Someone (else) speak on Inherent Vice..?

alice wellintown alicewellintown at gmail.com
Wed Jan 6 14:43:26 CST 2010


>
> "Alice" yammering about "narratorial authority" and "the American Romance"
> requires specifics from the texts to be properly Illuminated. It's T 'n A's
> personal bailiwick and while there may be something to it, it's far too
> narrowband to cover Pynchon's more expansive concerns. I wanted examples
> from Terri because his spin on these things is so personal, a singularity.
> While I've no doubt there's something to the concept of "The American
> Romance" as explicated by T 'n A, it's far from the only thing going on in
> TRP's writing and from this perspective, far from the most important.

You brought it up, again. I simply corrected your error or called you
on your misapplication of the narratrive technique. Thru this read you
and Mark have argued the biogrpahical reading. I have argued a
rhetorical one. Plenty of evidence has been provided for both
approaches. But your recent post tried and failed to explain how
Pynchon's use of narrative supports your reading. As far as covering
Pynchon's more expansive concerns we differ as what these are: I claim
they are artistic and you claim they are political. I've no problem
accepting that he is concerned with both. A glance at any of his
essays and at his more overtly polical writings, such as VL, suggests
that the author is at least concerned with politics in America. That
said, this interest, concern, or element of his art is hardly what
makes his them worthy of the kind of intense and rigorous study we
have subjected IV and other P works to on P-L and elsewhere. His
contribution to the novel or romance is far more important. Pynchon
politics are only of interest because of how he says what he says and
what he has to say. For what he has to say is niether unique nor
profound. As far as where Pynchon fits into the Ameicvan cannon of
romance, it's fairly obvious to anyone who has read the cannon of
American romance that Pynchon, as James Wood notes in his Broken
Estate, or you prefer Tanner notes, The American Mystery, right next
to Hawthorne, Melville, and Poe.

## DATASET EXCERPTS
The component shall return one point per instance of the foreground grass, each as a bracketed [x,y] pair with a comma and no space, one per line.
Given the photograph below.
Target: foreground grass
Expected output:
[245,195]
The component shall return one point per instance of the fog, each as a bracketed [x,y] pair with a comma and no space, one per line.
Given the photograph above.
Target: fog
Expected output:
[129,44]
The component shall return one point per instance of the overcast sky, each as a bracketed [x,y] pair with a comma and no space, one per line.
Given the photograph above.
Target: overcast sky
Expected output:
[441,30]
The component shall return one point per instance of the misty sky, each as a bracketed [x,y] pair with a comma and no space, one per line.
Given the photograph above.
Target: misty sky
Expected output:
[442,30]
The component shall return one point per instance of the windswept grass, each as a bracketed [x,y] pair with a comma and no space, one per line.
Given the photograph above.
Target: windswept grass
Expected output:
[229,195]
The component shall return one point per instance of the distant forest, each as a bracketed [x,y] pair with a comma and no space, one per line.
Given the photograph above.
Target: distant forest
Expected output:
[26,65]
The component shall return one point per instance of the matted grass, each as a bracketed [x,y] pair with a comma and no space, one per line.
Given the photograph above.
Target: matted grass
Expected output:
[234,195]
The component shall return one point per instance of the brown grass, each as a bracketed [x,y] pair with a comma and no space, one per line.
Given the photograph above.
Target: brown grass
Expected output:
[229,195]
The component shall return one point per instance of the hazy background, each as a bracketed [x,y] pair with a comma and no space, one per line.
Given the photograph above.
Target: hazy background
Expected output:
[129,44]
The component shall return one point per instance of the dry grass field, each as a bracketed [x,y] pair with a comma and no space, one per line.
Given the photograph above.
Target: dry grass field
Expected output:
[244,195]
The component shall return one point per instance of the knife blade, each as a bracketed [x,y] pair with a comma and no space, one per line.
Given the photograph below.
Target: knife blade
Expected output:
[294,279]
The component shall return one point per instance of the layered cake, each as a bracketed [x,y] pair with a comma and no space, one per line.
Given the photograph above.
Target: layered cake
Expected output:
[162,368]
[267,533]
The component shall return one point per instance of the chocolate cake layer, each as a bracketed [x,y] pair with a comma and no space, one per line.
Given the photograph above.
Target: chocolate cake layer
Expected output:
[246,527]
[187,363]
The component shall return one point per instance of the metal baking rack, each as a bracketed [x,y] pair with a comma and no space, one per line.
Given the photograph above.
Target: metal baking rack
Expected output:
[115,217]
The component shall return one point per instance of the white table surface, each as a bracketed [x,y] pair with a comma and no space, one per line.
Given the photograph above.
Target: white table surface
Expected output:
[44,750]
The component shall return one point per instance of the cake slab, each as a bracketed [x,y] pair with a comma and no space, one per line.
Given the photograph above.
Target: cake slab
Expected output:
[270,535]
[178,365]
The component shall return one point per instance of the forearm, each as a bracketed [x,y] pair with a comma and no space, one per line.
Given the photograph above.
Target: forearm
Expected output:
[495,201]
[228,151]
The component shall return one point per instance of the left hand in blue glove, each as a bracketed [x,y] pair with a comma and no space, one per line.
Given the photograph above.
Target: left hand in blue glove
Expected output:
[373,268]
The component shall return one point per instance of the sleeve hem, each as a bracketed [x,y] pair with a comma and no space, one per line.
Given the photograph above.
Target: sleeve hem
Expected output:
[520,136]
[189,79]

## SET TASK 1
Which three writers does the Inherent Vice post place Pynchon right next to?
## SET TASK 2
Retype the stretch of the Inherent Vice post from "alice wellintown alicewellintown" through "the most important.".
The data plays no part here.

## CORRECT OUTPUT 1
Hawthorne, Melville, and Poe.

## CORRECT OUTPUT 2
alice wellintown alicewellintown at gmail.com
Wed Jan 6 14:43:26 CST 2010


>
> "Alice" yammering about "narratorial authority" and "the American Romance"
> requires specifics from the texts to be properly Illuminated. It's T 'n A's
> personal bailiwick and while there may be something to it, it's far too
> narrowband to cover Pynchon's more expansive concerns. I wanted examples
> from Terri because his spin on these things is so personal, a singularity.
> While I've no doubt there's something to the concept of "The American
> Romance" as explicated by T 'n A, it's far from the only thing going on in
> TRP's writing and from this perspective, far from the most important.